Rows from an object pointing dataset
■ ■ ■ ■
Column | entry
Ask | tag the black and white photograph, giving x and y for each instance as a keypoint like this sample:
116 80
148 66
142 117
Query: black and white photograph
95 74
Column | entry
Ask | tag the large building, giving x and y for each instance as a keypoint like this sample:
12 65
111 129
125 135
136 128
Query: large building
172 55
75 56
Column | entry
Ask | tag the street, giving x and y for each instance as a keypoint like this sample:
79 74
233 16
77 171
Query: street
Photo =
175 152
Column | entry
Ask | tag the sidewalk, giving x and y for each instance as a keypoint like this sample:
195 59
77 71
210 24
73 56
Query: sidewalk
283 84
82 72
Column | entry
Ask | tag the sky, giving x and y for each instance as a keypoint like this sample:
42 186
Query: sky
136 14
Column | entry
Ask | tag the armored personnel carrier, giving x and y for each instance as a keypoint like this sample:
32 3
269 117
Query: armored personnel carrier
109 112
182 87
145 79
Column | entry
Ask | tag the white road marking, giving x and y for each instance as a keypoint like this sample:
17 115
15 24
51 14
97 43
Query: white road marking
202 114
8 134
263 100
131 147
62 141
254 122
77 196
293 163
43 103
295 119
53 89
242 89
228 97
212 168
■ ■ ■ ■
* **SET PROBLEM**: Write out all the lines above again, swapping each "keypoint" for "marker" and keeping everything else the same.

* **RESPONSE FOR THIS EXERCISE**:
Column | entry
Ask | tag the black and white photograph, giving x and y for each instance as a marker like this sample:
116 80
148 66
142 117
Query: black and white photograph
95 74
Column | entry
Ask | tag the large building, giving x and y for each instance as a marker like this sample:
12 65
111 129
125 135
136 128
Query: large building
172 55
75 56
Column | entry
Ask | tag the street, giving x and y for each instance as a marker like this sample:
79 74
233 16
77 171
Query: street
Photo =
175 152
Column | entry
Ask | tag the sidewalk, giving x and y for each instance as a marker like this sample:
195 59
77 71
210 24
73 56
Query: sidewalk
283 84
82 72
Column | entry
Ask | tag the sky, giving x and y for each instance as a marker like this sample:
42 186
Query: sky
136 14
Column | entry
Ask | tag the armored personnel carrier, giving x and y for each instance as a marker like this sample:
32 3
269 117
Query: armored personnel carrier
109 112
182 87
145 79
Column | entry
Ask | tag the white road marking, giving x and y for each instance as a marker like this sample:
17 115
15 24
51 14
97 43
Query: white road marking
202 114
8 134
263 100
131 147
62 141
254 122
77 196
293 163
43 103
295 119
53 89
242 89
228 97
212 168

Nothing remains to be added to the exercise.